§ **Okuma parçası**:

AB’nin motor ülkelerindeki egemenlerin batık ülkeleri milyarlarca kredilerle yeniden ödeme yapabilir durumu getirmekle olağanüstü bir yardımseverlik hislerinden dolayı yapmıyorlar, kendi yatırımlarını ve geleceklerini garantilemek ve krizleri ertelemek  adına bunu yapmak zorundalar. Ancak nereye kadar bu sözde ‘kurtarma operasyonlarını’ finanse edebilecekler? Motor ülkelerdeki vergi veren halk nereye kadar bu kurtarmaları finanse etmeyi kabullenecek? Bu ortak kurtarma girişimleri bir noktadan sonra parçalanacaktır. Şimdinen bir çok ülke haklı itirazlarını yükseltmekteler. ‘Sürdülebilir kalkınma’, ‘sürdürebilir büyüme’, ‘sürdülebilir istikrarsızlık’, ‘sürdürülebilir kriz’ gibi aldatıcı kavramlar kapitalizmin yapısal krizlerini örtbas etme yönlü burjuva politik argümanlar olarak etkisini yitirmeye devam ediyor. Ekonomik krizleri politik krizlere çevirecek ve sistem krizlerine yol açacak olan devrimci şahlanış dönemleri henüz yakın gelecekte ufukta görünmese bile, gidişatın bu istikamette olduğu artık inkar edilemez kadar barizdir. İçte ve dışta sürdürülen gericileşme, artan uluslararası ırkçı ve faşizan eğilimler, demokrasilerin demontajı, yükseltilen ekonomik ve devlet terörü ve nihayetinde insanlığı tehdit eden militarizmin boyutları egemenlerin büyüyen korkularının ölçülebilirliğine dair bariz göstergeleridir.

§ **Alıştırma 1**: Aşağıdaki kayıtlardan "vision" dizesini içeren satırların tamamını çıkarın.

§ **Listelenen kayıtlar**:

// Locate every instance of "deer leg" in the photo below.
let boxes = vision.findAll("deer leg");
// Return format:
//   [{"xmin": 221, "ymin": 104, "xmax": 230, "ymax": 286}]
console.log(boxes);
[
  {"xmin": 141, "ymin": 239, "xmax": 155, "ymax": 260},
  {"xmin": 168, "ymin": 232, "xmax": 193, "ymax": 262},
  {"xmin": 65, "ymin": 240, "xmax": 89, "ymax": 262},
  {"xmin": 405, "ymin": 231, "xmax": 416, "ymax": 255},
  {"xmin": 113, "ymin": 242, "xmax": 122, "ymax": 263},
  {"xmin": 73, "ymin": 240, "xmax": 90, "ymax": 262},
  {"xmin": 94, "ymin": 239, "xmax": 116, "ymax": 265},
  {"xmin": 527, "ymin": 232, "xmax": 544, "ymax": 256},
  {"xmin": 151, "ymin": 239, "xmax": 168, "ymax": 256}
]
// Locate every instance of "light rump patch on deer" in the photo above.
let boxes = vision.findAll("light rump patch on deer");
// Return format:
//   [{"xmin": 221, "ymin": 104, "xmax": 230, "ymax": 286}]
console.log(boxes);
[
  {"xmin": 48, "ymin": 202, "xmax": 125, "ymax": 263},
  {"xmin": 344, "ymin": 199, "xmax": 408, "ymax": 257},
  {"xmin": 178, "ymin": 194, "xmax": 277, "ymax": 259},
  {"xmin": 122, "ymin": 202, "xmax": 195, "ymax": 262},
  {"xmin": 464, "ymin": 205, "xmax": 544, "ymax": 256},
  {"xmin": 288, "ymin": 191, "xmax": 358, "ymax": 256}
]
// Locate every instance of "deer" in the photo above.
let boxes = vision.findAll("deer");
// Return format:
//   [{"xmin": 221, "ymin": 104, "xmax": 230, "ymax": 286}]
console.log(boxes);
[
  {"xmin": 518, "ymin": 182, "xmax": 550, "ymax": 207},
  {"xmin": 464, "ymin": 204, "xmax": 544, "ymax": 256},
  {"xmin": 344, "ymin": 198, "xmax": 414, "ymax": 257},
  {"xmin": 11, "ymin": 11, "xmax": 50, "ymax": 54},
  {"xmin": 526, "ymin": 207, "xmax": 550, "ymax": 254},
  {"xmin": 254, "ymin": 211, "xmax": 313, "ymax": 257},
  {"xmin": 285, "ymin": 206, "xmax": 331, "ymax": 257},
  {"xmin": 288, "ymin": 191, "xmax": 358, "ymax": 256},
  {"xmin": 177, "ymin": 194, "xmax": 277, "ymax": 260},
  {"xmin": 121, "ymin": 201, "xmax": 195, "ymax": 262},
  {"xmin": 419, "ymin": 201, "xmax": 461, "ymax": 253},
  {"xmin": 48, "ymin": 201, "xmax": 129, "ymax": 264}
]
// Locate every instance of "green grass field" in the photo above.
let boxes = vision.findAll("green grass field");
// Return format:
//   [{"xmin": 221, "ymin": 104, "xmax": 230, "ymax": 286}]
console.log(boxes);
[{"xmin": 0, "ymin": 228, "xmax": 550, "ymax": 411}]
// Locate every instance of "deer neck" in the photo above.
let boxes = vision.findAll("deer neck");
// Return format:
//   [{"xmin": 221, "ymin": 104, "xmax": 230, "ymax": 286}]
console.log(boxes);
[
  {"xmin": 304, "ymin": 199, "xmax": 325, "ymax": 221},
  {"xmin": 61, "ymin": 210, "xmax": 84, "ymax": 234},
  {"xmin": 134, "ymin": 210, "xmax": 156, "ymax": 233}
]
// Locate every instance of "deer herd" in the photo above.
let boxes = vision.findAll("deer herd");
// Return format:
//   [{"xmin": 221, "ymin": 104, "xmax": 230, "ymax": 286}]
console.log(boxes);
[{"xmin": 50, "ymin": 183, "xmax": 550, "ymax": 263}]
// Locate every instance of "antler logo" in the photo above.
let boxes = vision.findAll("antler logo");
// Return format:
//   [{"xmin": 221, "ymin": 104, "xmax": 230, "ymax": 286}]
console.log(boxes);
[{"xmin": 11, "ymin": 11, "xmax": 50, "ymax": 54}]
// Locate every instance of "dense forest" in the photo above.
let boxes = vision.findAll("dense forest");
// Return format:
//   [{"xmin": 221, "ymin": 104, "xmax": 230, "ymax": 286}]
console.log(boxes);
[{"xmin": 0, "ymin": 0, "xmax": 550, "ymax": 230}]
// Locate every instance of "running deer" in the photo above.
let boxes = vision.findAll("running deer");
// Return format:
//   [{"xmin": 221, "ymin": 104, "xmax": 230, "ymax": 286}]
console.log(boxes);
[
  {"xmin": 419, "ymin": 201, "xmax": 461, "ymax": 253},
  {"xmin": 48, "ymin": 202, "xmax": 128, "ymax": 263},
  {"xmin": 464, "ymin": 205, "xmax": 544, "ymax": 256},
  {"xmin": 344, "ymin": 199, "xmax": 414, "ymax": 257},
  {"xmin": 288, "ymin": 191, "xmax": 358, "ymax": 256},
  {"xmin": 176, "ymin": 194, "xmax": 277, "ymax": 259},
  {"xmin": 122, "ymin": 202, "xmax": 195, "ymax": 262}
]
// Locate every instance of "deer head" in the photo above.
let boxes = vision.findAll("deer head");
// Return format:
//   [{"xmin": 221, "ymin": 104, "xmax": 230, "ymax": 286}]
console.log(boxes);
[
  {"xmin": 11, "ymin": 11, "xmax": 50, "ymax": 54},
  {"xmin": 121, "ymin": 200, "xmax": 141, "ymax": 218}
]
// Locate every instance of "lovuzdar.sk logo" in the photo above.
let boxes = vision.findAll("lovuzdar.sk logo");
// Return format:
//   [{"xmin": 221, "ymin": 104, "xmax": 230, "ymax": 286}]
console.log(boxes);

§ **Alıştırma 2**: Okuma parçasına göre AB'nin motor ülkelerindeki egemenler, batık ülkelere milyarlarca kredi vermeyi hangi amaçla yapmak zorundadır?

§ **Görev sonucu 1**:
let boxes = vision.findAll("deer leg");
let boxes = vision.findAll("light rump patch on deer");
let boxes = vision.findAll("deer");
let boxes = vision.findAll("green grass field");
let boxes = vision.findAll("deer neck");
let boxes = vision.findAll("deer herd");
let boxes = vision.findAll("antler logo");
let boxes = vision.findAll("dense forest");
let boxes = vision.findAll("running deer");
let boxes = vision.findAll("deer head");
let boxes = vision.findAll("lovuzdar.sk logo");

§ **Görev sonucu 2**: Kendi yatırımlarını ve geleceklerini garantilemek ve krizleri ertelemek adına.